**HOW TO COMPLETE THIS TASK:**
Only the lines from the one that includes "Indicate the man's" through the last line below belong in the reply, copied exactly and without pictures.

**DATA PROVIDED:**
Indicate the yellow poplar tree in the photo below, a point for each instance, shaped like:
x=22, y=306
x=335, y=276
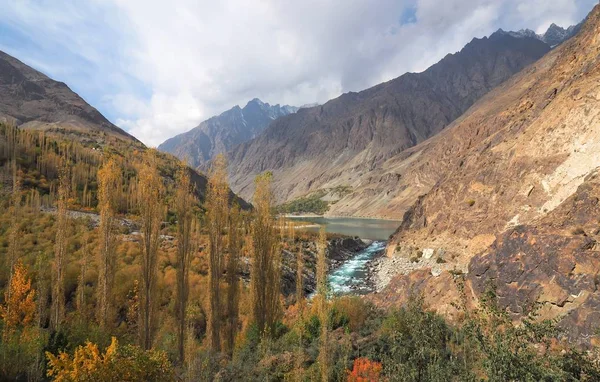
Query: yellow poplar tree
x=184, y=203
x=109, y=182
x=217, y=206
x=266, y=266
x=151, y=209
x=19, y=307
x=233, y=264
x=57, y=310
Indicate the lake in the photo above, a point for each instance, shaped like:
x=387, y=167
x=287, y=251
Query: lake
x=372, y=229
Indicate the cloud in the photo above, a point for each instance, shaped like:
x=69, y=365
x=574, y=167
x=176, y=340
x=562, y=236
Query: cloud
x=159, y=68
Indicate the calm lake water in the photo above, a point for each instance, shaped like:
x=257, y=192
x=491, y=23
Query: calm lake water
x=372, y=229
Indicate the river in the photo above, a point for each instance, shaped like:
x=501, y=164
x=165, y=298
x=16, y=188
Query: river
x=351, y=276
x=371, y=229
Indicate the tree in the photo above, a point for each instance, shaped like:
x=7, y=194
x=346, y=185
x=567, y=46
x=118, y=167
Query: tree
x=266, y=266
x=150, y=196
x=19, y=308
x=365, y=370
x=184, y=203
x=322, y=304
x=217, y=206
x=57, y=310
x=109, y=182
x=15, y=211
x=233, y=265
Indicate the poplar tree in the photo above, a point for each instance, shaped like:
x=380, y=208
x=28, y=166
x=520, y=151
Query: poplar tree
x=217, y=199
x=109, y=182
x=57, y=309
x=184, y=203
x=150, y=197
x=15, y=212
x=266, y=266
x=322, y=304
x=85, y=254
x=233, y=264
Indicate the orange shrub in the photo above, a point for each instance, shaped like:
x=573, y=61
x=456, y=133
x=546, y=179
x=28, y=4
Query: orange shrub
x=365, y=370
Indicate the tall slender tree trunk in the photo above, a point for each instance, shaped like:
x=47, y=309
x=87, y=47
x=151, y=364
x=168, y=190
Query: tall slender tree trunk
x=109, y=181
x=323, y=305
x=185, y=221
x=150, y=198
x=60, y=250
x=217, y=205
x=235, y=246
x=266, y=265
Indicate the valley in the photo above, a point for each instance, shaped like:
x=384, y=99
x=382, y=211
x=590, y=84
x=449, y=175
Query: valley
x=441, y=225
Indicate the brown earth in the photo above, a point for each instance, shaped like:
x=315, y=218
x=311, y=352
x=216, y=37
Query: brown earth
x=344, y=142
x=514, y=196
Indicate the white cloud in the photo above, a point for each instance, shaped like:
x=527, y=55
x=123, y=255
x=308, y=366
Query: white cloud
x=167, y=66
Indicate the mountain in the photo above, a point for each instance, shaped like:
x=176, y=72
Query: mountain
x=513, y=194
x=554, y=35
x=221, y=133
x=30, y=99
x=338, y=144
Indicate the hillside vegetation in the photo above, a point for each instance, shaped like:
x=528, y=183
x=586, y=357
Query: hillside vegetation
x=115, y=270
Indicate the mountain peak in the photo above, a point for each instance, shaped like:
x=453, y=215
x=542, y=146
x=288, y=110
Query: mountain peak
x=554, y=35
x=221, y=133
x=29, y=98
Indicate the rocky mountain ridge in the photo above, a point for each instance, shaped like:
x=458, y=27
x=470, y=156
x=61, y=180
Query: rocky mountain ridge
x=30, y=99
x=221, y=133
x=554, y=35
x=340, y=143
x=513, y=195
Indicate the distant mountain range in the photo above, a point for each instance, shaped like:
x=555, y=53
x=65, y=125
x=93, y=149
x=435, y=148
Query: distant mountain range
x=554, y=36
x=339, y=143
x=30, y=99
x=221, y=133
x=509, y=196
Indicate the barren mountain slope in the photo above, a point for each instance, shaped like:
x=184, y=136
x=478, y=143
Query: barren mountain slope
x=221, y=133
x=516, y=196
x=337, y=143
x=30, y=99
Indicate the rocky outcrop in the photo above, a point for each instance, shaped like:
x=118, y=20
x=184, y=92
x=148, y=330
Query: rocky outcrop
x=221, y=133
x=339, y=250
x=346, y=141
x=29, y=99
x=516, y=201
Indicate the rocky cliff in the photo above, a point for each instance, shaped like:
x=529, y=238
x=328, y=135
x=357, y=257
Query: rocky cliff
x=221, y=133
x=515, y=191
x=340, y=143
x=30, y=99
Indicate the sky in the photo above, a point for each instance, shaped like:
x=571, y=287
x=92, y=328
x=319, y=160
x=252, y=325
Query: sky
x=159, y=68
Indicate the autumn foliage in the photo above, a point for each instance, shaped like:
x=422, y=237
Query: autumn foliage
x=127, y=363
x=365, y=370
x=19, y=309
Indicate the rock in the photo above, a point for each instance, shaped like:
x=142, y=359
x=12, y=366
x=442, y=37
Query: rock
x=427, y=253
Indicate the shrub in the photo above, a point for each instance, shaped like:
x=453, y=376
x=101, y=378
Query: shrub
x=365, y=370
x=127, y=363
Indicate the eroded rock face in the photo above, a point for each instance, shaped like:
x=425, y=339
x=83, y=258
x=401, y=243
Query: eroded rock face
x=338, y=251
x=516, y=203
x=555, y=262
x=221, y=133
x=30, y=99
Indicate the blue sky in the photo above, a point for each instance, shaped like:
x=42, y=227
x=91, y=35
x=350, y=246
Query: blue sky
x=159, y=68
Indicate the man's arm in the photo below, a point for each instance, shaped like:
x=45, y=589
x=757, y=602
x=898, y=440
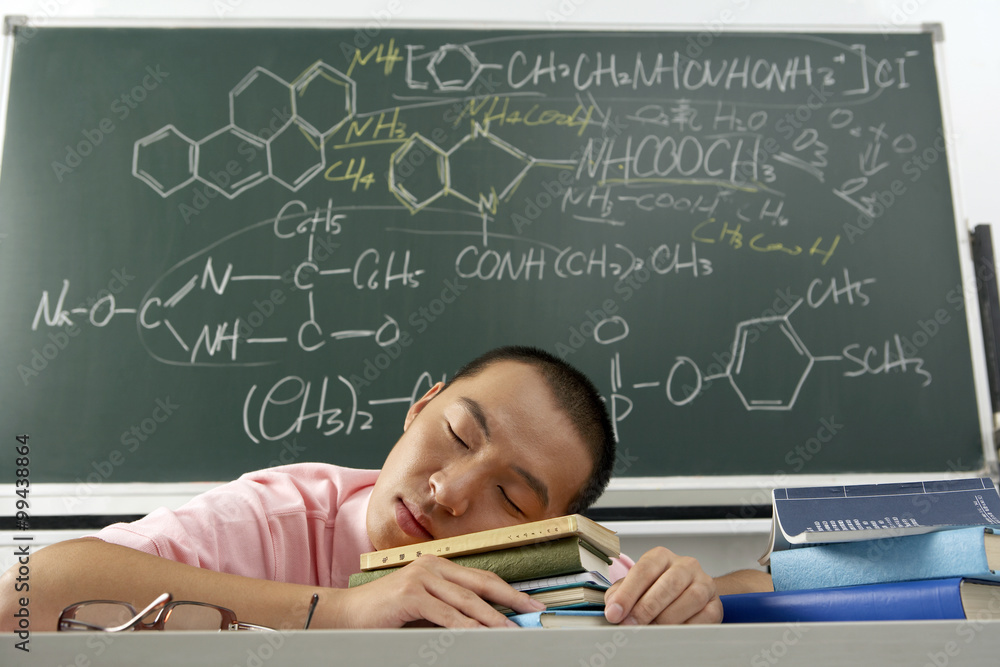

**WORKED SOLUTION:**
Indicate the man's arm in the photo below, a point for each instance, shaped like:
x=45, y=589
x=757, y=602
x=898, y=440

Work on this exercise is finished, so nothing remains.